Regarding the reference model of the bus lines (question 1), we can obtain it from the UBS file that contains the theoretical schedules. We select variants for each line, setting the variant and frequency codes as {case ID}, the stop code as {activity ID}, the hour of the stop as {timestamp}, and the rest of the data fields as {attributes} of the activity. Since variants have different directions corresponding to the sub-line, we obtain two sequential sections in each direction. The reference model must contain the same stops in the same order as the ones defined by the variant in the STM system, which is accessible from the website for a scheduled consultation.

Regarding users’ data on authentic trips of the bus lines (question 2), we can discover a travel model for a bus line from the TSB file. We filter by line and selected the variant, frequency, and day of the trip as {case ID}, the stop code as {activity ID}, the hour of each trip of each stop as {timestamp}, and the rest of the data fields as {attributes} of the activity. The number of events at each stop is the number of passengers boarding. Thus, loops represent multiple passenger boardings at the same stop. Unlike the reference model, the process is not linear since, in some frequencies, there are stops in which nobody boards. We can filter data by days (business days, Saturdays, Sundays, and holidays), day hours, seasons, type of user, company, etc.

Figure 2 (extracted from [1]) depicts examples of these two process models discovered in Disco for bus line 125, variant 667, which is the maximal variant in one direction. This bus line goes in one direction from the old city to the West, ending in Cerro Beach and returning in the other direction.

In this Figure, we can see: a) the bus line in the map taken from the STM schedules site8, b) an excerpt of the reference model (i.e., bus stops included in the line), and c) an excerpt of the STM trips within its frequencies.

> STATED GOAL 1
Retype the passage on bus line process models word for word, between "In this Figure, we" and "within its frequencies.", inclusive.
> STATED GOAL 2
Continue the passage on bus line process models, starting right after its final sentence.

> SUPPLIED MATERIAL
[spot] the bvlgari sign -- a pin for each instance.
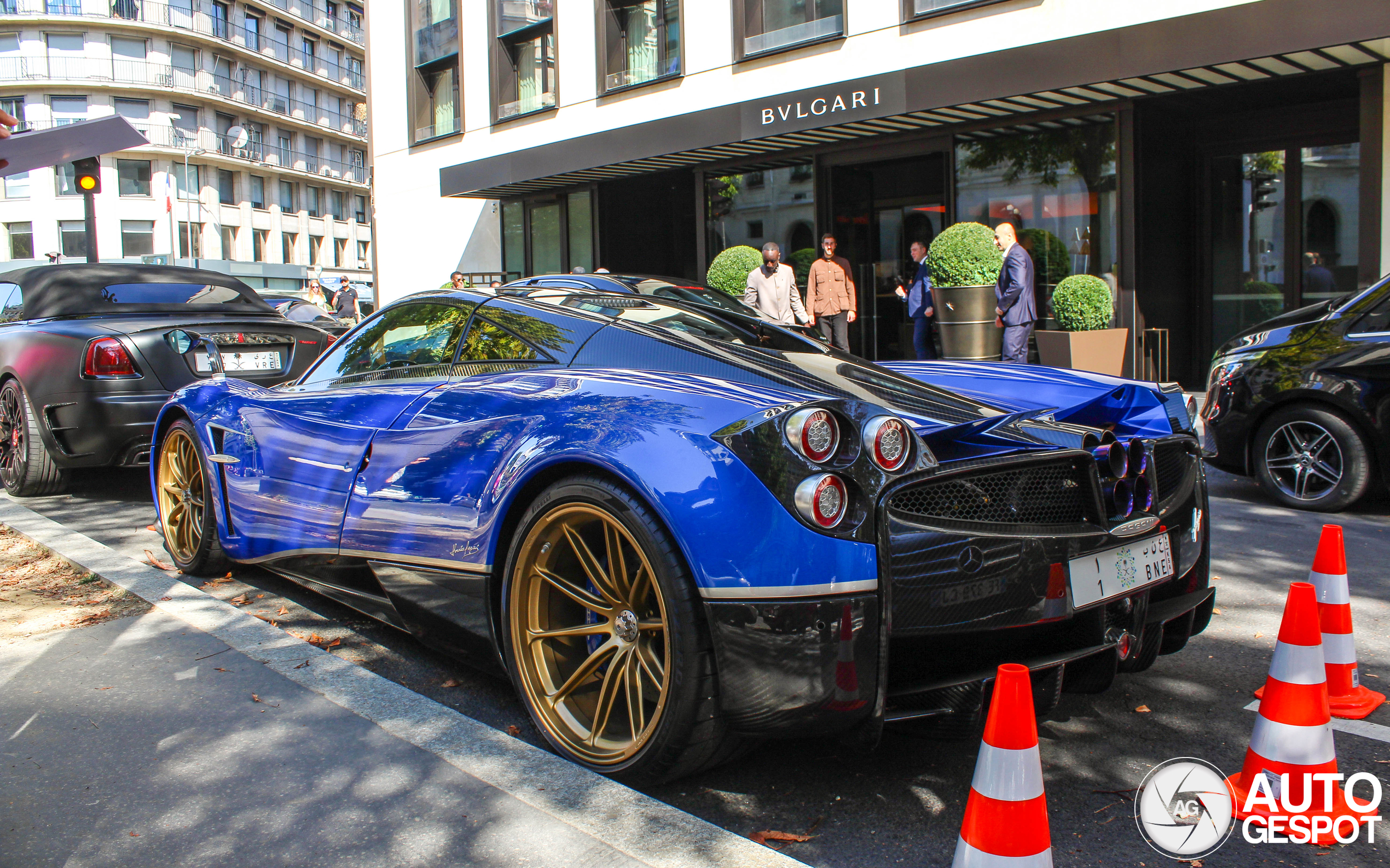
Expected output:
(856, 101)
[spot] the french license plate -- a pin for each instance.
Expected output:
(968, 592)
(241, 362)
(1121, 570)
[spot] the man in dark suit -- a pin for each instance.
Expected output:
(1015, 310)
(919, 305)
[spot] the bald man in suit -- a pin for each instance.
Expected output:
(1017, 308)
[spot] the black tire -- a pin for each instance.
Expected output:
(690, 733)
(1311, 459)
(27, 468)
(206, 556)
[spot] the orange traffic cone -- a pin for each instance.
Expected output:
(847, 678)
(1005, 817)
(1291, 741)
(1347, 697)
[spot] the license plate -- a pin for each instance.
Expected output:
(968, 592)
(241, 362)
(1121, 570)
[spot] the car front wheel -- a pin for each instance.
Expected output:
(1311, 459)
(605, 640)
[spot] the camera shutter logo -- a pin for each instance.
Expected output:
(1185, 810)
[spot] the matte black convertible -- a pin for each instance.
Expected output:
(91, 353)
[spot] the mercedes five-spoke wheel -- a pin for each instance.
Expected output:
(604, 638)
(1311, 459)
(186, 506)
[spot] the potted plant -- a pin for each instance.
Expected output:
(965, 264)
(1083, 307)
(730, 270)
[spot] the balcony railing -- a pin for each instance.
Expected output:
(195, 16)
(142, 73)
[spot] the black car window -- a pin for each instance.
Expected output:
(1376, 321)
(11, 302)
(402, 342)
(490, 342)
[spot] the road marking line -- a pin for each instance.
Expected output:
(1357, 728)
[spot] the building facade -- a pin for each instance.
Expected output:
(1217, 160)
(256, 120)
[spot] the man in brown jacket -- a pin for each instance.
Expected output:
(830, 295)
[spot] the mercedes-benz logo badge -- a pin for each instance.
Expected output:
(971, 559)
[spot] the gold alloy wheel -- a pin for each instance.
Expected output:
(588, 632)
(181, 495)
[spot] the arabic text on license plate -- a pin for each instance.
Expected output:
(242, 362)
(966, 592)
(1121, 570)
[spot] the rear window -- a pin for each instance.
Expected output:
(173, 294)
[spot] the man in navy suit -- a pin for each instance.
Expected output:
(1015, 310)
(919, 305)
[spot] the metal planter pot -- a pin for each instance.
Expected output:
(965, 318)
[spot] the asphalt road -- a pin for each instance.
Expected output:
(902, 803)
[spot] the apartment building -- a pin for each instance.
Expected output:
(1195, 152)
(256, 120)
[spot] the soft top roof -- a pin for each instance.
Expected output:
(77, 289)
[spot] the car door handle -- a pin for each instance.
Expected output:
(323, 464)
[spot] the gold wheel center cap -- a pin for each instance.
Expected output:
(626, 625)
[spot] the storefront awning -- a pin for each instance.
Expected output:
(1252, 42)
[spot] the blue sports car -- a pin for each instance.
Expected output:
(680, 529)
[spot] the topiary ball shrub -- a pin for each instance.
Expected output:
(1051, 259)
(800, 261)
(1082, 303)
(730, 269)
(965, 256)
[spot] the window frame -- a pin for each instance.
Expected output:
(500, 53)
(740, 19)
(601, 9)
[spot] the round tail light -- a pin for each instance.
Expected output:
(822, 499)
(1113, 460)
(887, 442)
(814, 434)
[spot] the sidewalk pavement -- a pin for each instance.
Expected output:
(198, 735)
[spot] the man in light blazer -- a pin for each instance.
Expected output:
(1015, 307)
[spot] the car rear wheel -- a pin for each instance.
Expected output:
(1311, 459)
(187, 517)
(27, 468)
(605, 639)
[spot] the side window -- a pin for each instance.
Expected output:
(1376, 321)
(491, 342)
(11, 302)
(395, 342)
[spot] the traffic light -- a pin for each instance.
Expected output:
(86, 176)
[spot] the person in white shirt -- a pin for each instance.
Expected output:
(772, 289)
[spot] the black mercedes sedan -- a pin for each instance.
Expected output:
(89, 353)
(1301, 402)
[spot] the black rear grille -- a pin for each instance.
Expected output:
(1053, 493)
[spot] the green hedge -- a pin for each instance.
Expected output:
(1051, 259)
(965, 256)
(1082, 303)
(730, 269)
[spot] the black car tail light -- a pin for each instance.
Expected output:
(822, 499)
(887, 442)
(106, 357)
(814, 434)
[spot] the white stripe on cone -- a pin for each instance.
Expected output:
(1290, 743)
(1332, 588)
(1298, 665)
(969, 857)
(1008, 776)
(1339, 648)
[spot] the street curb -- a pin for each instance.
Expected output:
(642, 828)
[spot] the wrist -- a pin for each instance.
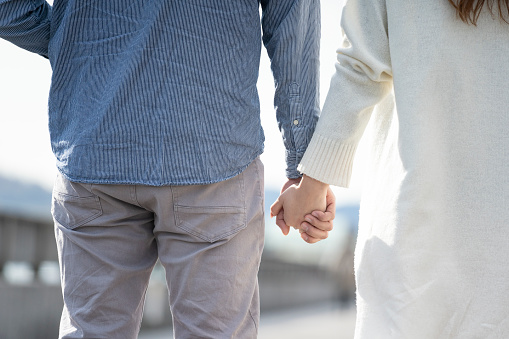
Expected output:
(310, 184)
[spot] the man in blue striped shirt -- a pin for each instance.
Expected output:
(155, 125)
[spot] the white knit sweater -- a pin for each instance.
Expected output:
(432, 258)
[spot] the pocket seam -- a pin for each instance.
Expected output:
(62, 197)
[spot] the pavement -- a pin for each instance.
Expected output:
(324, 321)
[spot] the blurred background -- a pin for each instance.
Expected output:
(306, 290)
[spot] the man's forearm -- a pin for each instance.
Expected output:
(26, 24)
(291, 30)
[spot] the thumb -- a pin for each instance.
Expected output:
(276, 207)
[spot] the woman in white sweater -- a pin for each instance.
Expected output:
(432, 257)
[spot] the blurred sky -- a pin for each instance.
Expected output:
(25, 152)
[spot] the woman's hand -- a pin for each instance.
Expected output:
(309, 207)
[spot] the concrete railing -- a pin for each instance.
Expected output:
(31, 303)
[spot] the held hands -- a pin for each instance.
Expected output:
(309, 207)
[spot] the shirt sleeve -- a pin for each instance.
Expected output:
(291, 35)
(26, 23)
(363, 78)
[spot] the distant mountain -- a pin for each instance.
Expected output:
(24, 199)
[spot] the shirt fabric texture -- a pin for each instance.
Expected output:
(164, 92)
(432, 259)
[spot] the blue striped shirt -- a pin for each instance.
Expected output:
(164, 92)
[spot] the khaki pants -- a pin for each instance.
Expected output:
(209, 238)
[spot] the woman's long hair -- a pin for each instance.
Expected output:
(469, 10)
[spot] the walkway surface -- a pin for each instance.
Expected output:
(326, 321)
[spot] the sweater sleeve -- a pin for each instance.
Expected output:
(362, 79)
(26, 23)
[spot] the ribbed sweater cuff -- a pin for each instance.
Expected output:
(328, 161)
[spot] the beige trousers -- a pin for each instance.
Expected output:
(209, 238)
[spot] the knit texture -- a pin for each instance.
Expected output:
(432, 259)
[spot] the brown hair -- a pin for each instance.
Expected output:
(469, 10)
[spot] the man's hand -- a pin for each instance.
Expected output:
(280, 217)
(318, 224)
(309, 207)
--
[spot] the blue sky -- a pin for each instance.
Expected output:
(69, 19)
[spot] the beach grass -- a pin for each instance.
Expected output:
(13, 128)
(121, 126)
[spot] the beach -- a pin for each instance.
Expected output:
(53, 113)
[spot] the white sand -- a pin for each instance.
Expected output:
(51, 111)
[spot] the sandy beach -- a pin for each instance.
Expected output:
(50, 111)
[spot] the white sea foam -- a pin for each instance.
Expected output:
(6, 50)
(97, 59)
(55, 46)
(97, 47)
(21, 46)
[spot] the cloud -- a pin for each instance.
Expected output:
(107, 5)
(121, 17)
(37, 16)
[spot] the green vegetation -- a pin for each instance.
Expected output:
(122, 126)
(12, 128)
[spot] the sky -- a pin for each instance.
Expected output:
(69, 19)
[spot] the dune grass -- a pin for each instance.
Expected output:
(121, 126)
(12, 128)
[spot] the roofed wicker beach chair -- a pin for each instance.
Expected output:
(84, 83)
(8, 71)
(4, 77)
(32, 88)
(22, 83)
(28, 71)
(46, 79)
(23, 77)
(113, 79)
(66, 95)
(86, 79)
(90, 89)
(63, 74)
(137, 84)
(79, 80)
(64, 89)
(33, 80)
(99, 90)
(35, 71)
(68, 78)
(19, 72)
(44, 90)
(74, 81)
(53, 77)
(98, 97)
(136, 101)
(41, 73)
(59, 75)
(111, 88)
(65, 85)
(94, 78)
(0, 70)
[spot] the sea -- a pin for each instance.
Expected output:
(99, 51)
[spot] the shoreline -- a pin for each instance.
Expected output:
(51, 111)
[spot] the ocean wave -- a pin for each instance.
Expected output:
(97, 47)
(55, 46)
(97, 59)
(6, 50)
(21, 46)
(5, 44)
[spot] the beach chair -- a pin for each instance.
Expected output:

> TASK ANSWER 1
In this Figure, we can see: a) the bus line in the map taken from the STM schedules site8, b) an excerpt of the reference model (i.e., bus stops included in the line), and c) an excerpt of the STM trips within its frequencies.

> TASK ANSWER 2
Bus line 125 route

Fig. 2: Bus line 125 route from [1] with stops for the 667 variant: a) in the STM website bus schedule, b) excerpt of the reference model, and c) excerpt of the STM trips within its frequencies

From users’ data on actual trips of the bus lines (question 2), it could be possible to analyze load metrics after filtering and discovering the model. For example, it is possible to answer: At which stops do people not get on? At which stops do more people get on? At what times does the bus have more and fewer passengers? What happens to those lines in a particular area? Moreover, it is possible to answer performance questions such as: What is the total duration of the frequencies (on average, maximum, minimum)? Are there frequencies with delays? As an example, we present in Figure 3 the performance model for bus line 300 (one of its variants), which goes from the bottom of the city near the city center to the city’s north periphery, showing the delays in the transitions between stops of the bus line route, calculated with the actual trips data.

Bus line 300 route

Fig. 3: Bus line 300 route with stops for one of its variants: a) in the STM website bus schedule, b) and c) excerpt of performance models with delays in the transitions from the STM trips data.

Exporting from Disco and visualizing the models over Montevideo´s city map

As mentioned before, people working in the urban mobility domain are used to seeing locations on the city map, analyzing data, and considering geospatial data. Although the process models provided valuable information, they should be compared manually to the bus line route provided over the STM site’s city map to identify where some behaviors arise. To improve visualization for business experts, we developed a prototype to deploy process models over Montevideo’s city map.

Disco allows the export of XML files of the resulting process models, both the process map and the performance view. As we selected the bus line stops as activities of the process, which have a corresponding geospatial location over Montevideo city, we can locate each stop in the map and, correspondingly, the Disco process model we exported. Also, the dataset containing the data for each bus line route destination is used to locate the reference bus line route over the map. These data correspond to BLOD and CTSC files with shapefiles geospatial data of the bus line routes and stops in Montevideo.

We used the open-source geospatial software QGIS, which supports loading city maps with corresponding coordinates worldwide, creating/adding layers with geospatial data in the shapefiles to be seen over the map, and developing scripts with Python to work with them. In Figure 4, we present the process flow for deploying the process models exported from Disco over the city map loaded in QGis with the help of the scripts we developed.

Process for deploying process models exported from Disco over the city map in QGis

Fig. 4: Process for deploying process models exported from Disco over the city map in QGis.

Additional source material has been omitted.